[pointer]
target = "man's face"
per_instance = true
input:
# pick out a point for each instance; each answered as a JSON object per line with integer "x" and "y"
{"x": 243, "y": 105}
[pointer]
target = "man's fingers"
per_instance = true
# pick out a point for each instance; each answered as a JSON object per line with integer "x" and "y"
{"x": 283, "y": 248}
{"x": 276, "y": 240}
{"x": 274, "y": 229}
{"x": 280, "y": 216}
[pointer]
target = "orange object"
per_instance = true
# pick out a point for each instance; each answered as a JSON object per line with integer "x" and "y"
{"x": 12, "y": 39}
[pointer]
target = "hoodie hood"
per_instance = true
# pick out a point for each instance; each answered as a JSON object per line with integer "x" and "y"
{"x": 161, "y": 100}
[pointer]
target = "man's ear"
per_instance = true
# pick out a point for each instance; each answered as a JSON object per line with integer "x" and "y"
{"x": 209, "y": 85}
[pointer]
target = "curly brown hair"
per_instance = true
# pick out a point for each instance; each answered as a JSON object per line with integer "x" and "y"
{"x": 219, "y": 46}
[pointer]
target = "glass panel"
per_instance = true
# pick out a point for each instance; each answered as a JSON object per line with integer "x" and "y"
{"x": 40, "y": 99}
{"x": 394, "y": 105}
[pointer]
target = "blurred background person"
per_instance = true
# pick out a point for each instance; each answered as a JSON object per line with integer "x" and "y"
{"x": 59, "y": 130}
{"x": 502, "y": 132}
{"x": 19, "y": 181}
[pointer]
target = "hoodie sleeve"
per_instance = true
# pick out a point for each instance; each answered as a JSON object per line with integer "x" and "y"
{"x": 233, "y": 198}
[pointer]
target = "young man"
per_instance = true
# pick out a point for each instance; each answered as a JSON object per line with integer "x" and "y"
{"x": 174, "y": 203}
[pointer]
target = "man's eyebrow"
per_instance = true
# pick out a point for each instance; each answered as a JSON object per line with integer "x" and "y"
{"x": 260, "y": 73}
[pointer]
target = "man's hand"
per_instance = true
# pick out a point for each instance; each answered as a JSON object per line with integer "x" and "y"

- - -

DIRECTIONS: Write out the entries in full, exactly as given.

SOLVED PROBLEM:
[pointer]
target = "man's face"
per_instance = true
input:
# pick out a point for each instance; each answered as a JSON object per line with integer "x" and "y"
{"x": 243, "y": 105}
[pointer]
target = "man's fingers"
per_instance = true
# pick out a point for each instance; each answered as a JSON object per line with integer "x" and "y"
{"x": 283, "y": 248}
{"x": 276, "y": 240}
{"x": 274, "y": 229}
{"x": 280, "y": 216}
[pointer]
target = "orange object"
per_instance = true
# pick out a point for each instance; each answered as a JSON object per line with integer "x" and "y"
{"x": 12, "y": 39}
[pointer]
target = "hoodie hood"
per_instance = true
# pick out a point for each instance; each answered as a JSON object per line with integer "x" and "y"
{"x": 161, "y": 100}
[pointer]
target = "man's ear"
per_instance = true
# pick out a point for each instance; each answered as a JSON object per line with integer "x" and "y"
{"x": 209, "y": 85}
[pointer]
target = "curly brown hair"
per_instance = true
# pick out a point for each instance; each answered as a JSON object per line with integer "x" and "y"
{"x": 219, "y": 46}
[pointer]
target = "glass panel"
per_instance = true
# pick out a point for each instance; each answered as a JSON object per line with integer "x" and "y"
{"x": 40, "y": 99}
{"x": 394, "y": 105}
[pointer]
target = "blurred background person"
per_instance = true
# pick out a point for each instance; each answered as a JSON object per line with integer "x" and "y"
{"x": 59, "y": 130}
{"x": 502, "y": 132}
{"x": 19, "y": 181}
[pointer]
target = "hoodie sleeve"
per_instance = true
# pick out a point for each instance; each answered as a JSON object per line with integer "x" and "y"
{"x": 233, "y": 198}
[pointer]
target = "young man"
per_instance = true
# pick out a point for each instance; each answered as a JSON object per line with integer "x" and "y"
{"x": 174, "y": 203}
[pointer]
target = "man's eyebrow"
per_instance = true
# pick out a point for each instance; each answered as a JSON object per line with integer "x" and "y"
{"x": 260, "y": 73}
[pointer]
target = "man's hand"
per_instance = true
# pick out a point for each instance; each answered as a JSON object per line with integer "x" and "y"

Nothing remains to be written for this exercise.